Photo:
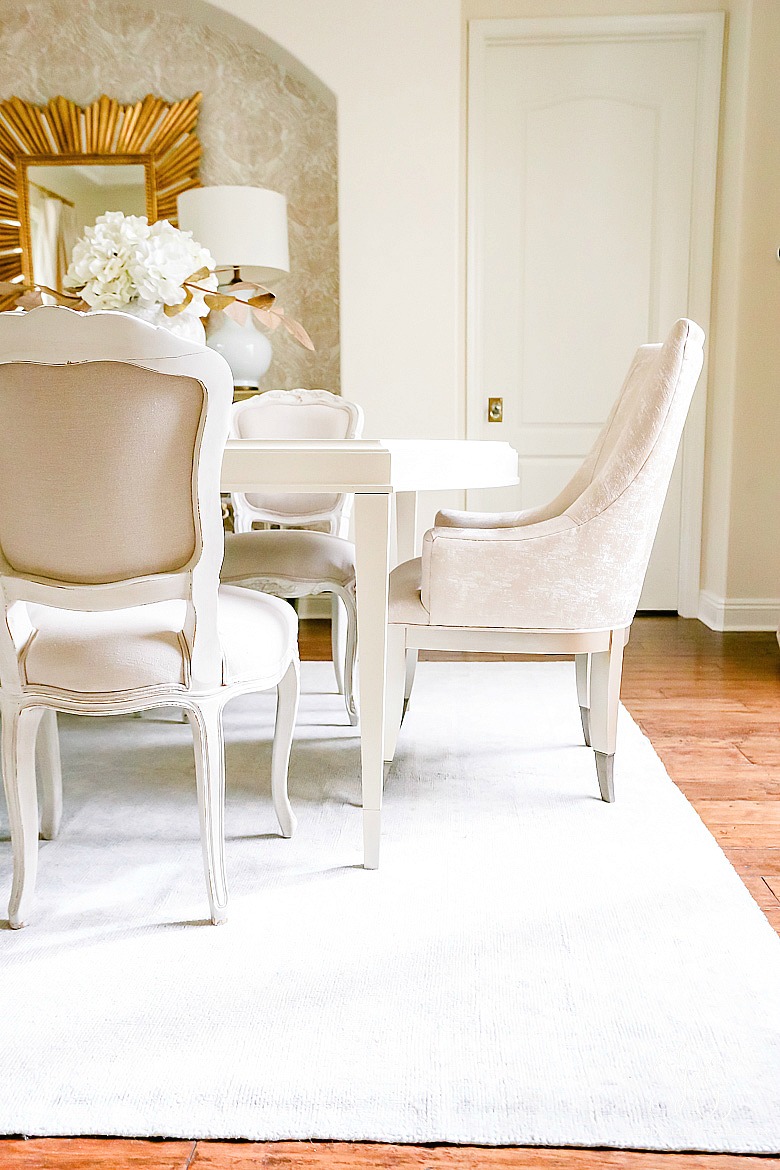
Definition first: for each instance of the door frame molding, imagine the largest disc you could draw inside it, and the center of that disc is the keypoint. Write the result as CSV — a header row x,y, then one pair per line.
x,y
706,29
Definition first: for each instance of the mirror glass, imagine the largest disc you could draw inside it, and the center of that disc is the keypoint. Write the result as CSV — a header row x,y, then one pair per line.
x,y
63,200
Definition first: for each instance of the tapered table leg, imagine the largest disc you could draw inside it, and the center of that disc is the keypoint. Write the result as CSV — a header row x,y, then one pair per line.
x,y
406,523
372,532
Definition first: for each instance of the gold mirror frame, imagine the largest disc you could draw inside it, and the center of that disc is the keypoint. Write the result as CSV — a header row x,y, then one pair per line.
x,y
153,132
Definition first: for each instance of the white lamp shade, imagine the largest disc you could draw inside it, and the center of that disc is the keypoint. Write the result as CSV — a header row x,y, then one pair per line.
x,y
243,227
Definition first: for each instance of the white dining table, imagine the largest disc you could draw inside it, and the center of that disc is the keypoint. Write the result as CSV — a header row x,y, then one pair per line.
x,y
379,473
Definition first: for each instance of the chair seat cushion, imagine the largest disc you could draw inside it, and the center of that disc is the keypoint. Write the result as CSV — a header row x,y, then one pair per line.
x,y
290,556
405,604
126,649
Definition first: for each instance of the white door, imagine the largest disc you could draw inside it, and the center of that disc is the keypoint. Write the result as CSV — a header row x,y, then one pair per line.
x,y
586,179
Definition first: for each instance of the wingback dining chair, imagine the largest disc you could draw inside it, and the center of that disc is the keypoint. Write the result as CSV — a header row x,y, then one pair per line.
x,y
564,578
110,549
305,552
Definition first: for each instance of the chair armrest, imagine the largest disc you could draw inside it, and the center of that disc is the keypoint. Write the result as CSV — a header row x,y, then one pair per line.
x,y
554,575
450,518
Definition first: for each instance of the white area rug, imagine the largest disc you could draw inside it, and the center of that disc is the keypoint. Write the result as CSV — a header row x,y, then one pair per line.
x,y
529,965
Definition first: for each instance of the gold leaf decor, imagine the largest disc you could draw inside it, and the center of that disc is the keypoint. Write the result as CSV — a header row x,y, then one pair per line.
x,y
157,133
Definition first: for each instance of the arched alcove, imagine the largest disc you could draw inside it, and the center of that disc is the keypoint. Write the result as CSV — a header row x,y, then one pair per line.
x,y
264,121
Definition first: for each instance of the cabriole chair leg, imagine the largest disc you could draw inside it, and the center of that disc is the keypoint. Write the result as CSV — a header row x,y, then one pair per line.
x,y
19,733
411,667
287,708
206,722
395,679
50,773
338,640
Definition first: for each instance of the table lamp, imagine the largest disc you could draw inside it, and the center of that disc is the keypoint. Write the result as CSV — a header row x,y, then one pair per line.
x,y
244,228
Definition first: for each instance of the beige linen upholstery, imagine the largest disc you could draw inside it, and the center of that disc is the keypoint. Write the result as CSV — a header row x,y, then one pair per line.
x,y
295,414
140,427
311,558
571,571
110,548
301,561
129,649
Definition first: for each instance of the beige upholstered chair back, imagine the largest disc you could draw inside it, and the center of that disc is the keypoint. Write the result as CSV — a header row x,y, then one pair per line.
x,y
639,444
96,470
579,562
296,414
110,453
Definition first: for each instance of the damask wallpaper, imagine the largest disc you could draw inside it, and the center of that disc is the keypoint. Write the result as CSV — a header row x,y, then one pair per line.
x,y
259,124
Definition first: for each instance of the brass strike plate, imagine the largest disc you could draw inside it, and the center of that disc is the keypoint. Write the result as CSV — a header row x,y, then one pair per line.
x,y
495,410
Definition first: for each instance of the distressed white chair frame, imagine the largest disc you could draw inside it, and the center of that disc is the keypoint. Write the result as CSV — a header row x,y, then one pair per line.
x,y
54,336
304,414
599,530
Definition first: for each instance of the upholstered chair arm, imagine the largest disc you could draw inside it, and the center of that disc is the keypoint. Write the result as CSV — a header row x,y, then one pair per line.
x,y
450,518
553,575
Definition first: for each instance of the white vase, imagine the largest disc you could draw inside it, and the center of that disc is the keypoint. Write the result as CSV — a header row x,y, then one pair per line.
x,y
186,325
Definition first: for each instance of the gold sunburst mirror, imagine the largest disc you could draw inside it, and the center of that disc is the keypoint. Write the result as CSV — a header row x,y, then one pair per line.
x,y
61,165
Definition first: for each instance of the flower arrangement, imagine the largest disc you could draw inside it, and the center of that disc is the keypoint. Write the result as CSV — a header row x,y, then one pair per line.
x,y
126,263
124,260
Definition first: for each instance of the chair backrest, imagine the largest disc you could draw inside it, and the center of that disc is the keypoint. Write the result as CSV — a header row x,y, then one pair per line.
x,y
637,446
294,414
110,453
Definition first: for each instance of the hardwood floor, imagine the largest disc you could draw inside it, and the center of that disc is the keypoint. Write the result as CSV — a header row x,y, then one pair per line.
x,y
711,706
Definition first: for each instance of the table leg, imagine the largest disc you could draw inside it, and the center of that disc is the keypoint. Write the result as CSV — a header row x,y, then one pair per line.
x,y
406,524
372,534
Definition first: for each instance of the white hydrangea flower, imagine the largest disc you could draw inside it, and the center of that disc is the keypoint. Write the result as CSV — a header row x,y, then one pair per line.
x,y
124,260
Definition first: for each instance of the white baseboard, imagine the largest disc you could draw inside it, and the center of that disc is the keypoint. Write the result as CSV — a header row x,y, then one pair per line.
x,y
739,613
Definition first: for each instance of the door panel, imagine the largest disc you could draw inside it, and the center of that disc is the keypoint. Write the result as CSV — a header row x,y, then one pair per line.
x,y
581,201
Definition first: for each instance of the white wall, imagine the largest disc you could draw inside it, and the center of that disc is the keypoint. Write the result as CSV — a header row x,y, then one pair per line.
x,y
398,70
394,68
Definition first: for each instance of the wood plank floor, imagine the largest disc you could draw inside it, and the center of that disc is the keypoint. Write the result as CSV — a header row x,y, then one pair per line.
x,y
711,706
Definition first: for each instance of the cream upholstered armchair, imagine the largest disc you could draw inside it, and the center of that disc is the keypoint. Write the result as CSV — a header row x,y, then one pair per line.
x,y
306,551
110,548
564,578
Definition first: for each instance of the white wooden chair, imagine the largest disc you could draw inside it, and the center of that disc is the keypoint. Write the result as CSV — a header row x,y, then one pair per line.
x,y
110,549
564,578
308,551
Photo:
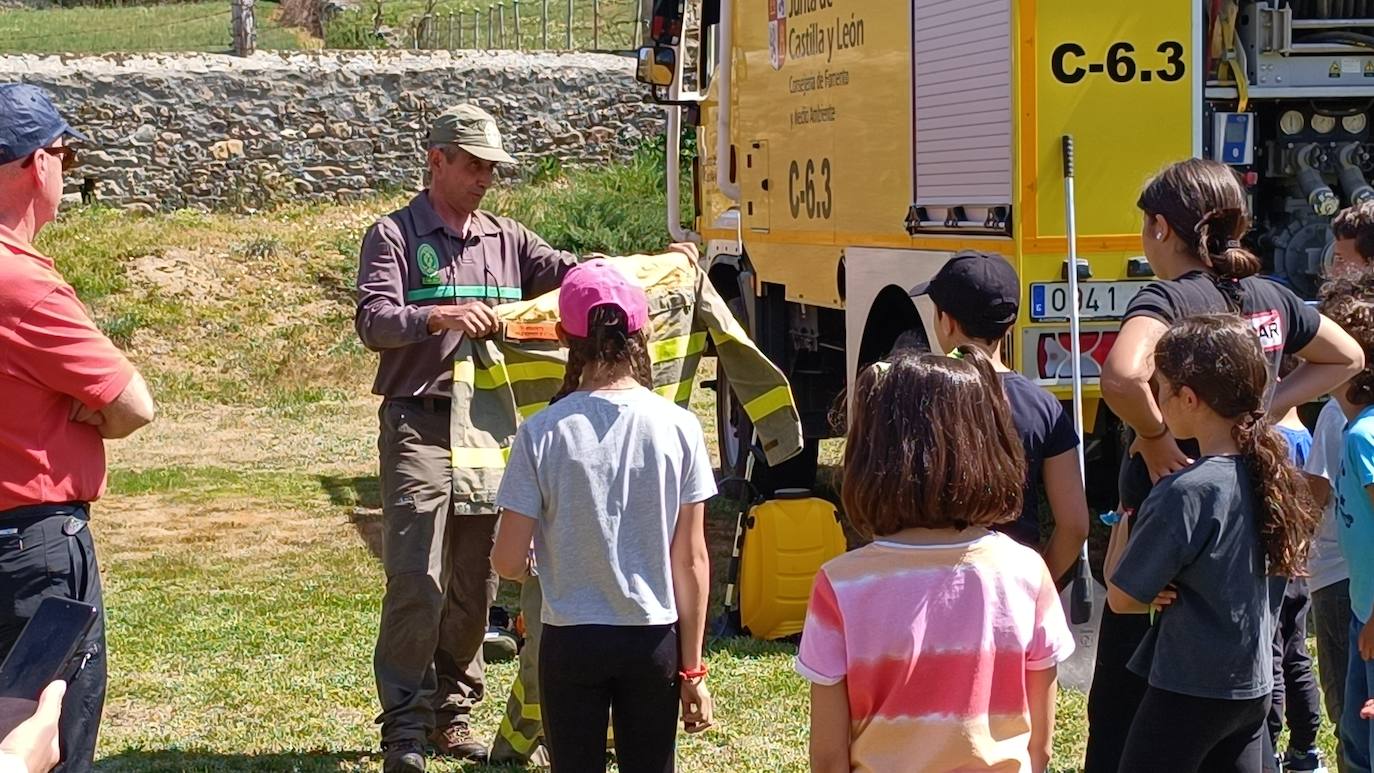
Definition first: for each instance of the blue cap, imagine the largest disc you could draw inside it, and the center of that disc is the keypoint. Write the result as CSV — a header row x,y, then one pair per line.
x,y
29,121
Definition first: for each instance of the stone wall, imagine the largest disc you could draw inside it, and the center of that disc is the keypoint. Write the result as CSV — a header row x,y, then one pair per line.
x,y
223,132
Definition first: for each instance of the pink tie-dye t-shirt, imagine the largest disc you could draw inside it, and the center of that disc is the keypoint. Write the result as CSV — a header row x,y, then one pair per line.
x,y
933,644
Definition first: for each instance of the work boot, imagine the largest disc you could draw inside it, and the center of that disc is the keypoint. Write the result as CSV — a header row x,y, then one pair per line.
x,y
403,757
458,742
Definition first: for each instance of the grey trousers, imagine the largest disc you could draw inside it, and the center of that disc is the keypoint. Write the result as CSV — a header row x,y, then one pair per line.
x,y
438,578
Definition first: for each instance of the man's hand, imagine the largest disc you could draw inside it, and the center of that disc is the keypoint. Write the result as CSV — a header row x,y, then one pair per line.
x,y
687,249
84,415
474,319
36,739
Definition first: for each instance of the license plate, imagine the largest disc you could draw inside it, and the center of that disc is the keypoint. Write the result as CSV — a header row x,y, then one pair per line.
x,y
1097,300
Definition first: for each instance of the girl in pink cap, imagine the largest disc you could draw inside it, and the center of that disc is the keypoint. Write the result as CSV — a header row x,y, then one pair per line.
x,y
610,483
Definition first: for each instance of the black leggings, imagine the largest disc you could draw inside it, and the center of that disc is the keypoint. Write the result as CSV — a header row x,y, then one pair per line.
x,y
590,674
1182,733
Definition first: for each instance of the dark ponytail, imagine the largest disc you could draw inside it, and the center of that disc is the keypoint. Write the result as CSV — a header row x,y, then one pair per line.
x,y
1219,357
1205,205
607,343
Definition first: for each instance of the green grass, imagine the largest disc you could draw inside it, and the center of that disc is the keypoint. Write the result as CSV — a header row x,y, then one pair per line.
x,y
190,26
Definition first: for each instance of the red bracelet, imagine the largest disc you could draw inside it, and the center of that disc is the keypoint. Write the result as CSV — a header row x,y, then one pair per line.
x,y
694,673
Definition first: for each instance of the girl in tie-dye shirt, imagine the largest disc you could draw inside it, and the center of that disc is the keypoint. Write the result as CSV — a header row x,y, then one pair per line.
x,y
933,648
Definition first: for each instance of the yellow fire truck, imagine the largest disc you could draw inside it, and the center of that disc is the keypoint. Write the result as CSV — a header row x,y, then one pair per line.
x,y
845,148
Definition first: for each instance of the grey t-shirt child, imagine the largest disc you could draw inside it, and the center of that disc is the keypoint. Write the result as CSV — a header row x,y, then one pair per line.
x,y
1198,532
603,474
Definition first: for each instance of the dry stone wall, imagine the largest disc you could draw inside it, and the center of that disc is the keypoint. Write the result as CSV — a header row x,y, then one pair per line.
x,y
223,132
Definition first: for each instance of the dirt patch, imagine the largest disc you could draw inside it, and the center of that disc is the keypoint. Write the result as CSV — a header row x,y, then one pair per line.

·····

> WHAT TO WORK ON
Starting from the line containing "Definition first: for each instance of the yellow" and ending with the final line of the data, reproduce each line exactly as it appears, including no other lines.

> SOLUTION FOR THIS PROBLEM
Definition first: for each instance of the yellow fire truck, imagine the largest disc you could draw inside it, and the center of that disc is the keypoint. Write the result as CSV — a header row x,y, then one pair per line.
x,y
845,148
Definition first: for each instance of the grey t-shirt child, imagine the largest disc you could draw inside it, and the center of that disc is the keypoint. Write the result as CSV — a header row x,y, then one pair per line.
x,y
1198,532
603,474
Definition first: for each instance of the dry stone wall, imagine the largest disc you could draw inside it, and the center of that disc is the keypoint. Write the result as CSV — a header row x,y, then one pair per line.
x,y
223,132
Definition first: for each instance of the dirt patch, imagine the largest disc you could draw inside it, and the center of that disc is the keypoint. Write the result as CSV — a header row x,y, then one pair per line.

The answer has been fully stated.